Given data ->
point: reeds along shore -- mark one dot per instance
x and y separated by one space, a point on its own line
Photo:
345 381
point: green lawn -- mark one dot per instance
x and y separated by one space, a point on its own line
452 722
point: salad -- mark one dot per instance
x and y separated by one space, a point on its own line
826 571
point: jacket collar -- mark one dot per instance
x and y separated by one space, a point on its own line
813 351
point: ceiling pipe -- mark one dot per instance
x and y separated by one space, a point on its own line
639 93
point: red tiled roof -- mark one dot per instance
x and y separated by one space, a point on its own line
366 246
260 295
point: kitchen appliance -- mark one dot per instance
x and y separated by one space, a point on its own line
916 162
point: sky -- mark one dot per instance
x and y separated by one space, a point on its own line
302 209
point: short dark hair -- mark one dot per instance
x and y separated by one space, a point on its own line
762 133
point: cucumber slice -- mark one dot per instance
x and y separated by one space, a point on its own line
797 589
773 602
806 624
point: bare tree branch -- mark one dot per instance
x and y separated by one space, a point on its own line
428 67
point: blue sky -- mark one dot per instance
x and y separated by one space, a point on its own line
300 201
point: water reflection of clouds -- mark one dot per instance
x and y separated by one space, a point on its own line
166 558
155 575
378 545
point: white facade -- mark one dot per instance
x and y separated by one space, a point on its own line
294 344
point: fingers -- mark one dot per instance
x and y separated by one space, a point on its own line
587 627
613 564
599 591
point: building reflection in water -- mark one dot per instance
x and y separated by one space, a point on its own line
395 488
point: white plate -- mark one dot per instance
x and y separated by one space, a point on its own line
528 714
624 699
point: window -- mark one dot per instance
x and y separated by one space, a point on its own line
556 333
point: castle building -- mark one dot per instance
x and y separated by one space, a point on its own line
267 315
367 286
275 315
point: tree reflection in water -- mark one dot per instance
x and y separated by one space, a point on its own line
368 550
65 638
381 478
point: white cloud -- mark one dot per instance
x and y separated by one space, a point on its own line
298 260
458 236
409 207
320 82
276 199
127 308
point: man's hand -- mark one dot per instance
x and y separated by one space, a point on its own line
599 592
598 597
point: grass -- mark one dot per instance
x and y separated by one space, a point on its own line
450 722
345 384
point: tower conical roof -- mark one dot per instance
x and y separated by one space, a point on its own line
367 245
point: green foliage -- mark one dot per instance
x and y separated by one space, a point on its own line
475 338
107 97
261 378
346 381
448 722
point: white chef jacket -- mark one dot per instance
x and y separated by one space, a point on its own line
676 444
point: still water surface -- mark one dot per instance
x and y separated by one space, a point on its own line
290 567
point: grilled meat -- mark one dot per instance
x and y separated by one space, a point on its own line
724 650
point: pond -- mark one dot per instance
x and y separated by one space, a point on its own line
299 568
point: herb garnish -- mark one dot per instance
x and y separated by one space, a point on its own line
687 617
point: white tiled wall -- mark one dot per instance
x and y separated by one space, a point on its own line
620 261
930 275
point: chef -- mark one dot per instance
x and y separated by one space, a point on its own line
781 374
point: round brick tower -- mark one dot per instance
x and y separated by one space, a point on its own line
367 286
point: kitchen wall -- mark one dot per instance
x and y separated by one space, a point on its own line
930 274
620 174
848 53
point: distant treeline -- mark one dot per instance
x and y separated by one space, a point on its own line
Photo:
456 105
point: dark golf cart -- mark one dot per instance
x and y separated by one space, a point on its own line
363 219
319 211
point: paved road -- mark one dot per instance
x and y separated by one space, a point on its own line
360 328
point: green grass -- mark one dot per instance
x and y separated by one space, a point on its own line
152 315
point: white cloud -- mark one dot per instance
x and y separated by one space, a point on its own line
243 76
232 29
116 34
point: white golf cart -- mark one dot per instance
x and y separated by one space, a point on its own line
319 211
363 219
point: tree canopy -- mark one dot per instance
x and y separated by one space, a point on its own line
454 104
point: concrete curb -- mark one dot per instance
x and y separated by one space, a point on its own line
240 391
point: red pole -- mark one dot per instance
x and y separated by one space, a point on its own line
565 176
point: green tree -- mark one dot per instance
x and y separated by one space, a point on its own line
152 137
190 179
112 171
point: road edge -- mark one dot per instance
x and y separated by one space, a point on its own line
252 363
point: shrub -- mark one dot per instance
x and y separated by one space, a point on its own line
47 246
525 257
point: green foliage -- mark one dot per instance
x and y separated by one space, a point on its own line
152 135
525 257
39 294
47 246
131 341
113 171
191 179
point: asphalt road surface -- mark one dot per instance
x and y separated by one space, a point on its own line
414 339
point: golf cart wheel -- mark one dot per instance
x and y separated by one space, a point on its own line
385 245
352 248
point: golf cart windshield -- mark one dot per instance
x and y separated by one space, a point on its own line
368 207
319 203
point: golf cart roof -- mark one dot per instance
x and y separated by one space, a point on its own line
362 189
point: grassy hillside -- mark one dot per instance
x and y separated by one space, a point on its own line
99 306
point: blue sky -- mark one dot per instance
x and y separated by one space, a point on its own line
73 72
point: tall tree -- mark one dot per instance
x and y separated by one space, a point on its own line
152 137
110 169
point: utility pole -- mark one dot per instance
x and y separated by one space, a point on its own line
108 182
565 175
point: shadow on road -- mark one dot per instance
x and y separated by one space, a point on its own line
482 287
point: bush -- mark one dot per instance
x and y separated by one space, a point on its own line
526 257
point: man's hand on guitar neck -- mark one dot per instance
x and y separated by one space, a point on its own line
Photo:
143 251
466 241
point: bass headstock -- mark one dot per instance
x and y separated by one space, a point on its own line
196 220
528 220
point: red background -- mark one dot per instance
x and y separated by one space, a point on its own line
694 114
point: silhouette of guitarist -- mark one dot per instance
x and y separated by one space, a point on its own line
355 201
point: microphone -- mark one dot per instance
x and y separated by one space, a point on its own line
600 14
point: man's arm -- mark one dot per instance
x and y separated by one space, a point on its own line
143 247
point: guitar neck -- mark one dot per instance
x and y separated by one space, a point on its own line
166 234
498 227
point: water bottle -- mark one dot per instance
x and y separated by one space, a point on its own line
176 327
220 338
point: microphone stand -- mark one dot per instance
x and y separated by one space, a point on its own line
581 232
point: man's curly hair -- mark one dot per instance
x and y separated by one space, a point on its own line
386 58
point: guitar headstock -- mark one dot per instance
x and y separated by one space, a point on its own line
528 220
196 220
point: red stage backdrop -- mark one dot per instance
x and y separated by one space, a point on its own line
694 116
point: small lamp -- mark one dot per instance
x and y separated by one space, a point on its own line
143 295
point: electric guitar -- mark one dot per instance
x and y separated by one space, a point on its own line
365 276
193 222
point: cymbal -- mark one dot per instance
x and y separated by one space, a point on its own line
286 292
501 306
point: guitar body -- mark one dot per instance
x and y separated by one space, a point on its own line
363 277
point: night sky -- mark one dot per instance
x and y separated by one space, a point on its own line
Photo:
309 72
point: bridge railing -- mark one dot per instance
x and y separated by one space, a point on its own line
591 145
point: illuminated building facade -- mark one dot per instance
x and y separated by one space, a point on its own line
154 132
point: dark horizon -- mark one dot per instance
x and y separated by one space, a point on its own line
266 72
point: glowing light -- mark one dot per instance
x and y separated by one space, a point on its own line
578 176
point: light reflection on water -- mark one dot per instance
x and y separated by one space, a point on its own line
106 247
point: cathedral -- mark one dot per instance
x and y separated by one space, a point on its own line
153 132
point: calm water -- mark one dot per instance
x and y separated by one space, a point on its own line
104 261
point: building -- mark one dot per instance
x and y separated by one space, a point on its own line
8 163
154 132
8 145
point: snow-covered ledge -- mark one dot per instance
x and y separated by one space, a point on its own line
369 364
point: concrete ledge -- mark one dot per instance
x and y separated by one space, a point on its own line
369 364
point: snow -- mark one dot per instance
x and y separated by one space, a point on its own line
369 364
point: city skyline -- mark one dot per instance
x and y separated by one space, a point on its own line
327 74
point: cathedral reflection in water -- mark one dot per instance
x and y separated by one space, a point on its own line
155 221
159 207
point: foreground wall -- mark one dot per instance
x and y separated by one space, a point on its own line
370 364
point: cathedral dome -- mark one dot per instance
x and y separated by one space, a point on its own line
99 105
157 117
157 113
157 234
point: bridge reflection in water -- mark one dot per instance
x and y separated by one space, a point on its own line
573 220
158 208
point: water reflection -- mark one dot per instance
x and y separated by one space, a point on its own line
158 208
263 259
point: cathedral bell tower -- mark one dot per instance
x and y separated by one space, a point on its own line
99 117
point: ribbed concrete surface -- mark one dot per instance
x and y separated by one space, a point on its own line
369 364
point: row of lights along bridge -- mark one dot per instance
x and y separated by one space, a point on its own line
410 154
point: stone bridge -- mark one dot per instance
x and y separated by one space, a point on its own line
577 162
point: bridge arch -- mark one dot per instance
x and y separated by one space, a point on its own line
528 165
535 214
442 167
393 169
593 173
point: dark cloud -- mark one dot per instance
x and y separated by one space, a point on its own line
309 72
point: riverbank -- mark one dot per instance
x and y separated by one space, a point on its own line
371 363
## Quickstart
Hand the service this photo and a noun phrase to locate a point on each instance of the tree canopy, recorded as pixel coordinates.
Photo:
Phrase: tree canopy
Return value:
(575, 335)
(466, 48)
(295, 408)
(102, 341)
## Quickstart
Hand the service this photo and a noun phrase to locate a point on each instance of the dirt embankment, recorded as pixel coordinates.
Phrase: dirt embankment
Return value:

Work to complete ->
Using the records above, write out exactly the lines between the one holding "point: grass -- mark one dot per instance" and the one holding "point: chef -- mark one dot per instance", inclusive; leave everything else out.

Response to the task ->
point: grass -- mark one dot per instance
x and y separated by one space, a point on its own line
450 722
345 384
point: tower conical roof -- mark one dot per instance
x and y separated by one space, a point on its own line
367 245
point: green foliage -- mark one dot per instance
x and y separated by one space, a point on its own line
475 338
107 97
261 378
346 381
448 722
point: white chef jacket -- mark one dot per instance
x and y separated by one space, a point on its own line
676 444
point: still water surface -- mark one dot per instance
x and y separated by one space, a point on its own line
290 567
point: grilled meat -- mark one dot per instance
x and y separated by one space, a point on its own line
724 650
point: pond -- mark one dot per instance
x and y separated by one space, a point on its own line
299 568
point: herb garnish -- mark one dot per instance
x and y separated by one space, a point on its own line
687 617
point: white tiled wall -- mark one dot per instance
x and y separated by one space, a point on its own line
620 261
930 275
point: chef -- mark one dot per instance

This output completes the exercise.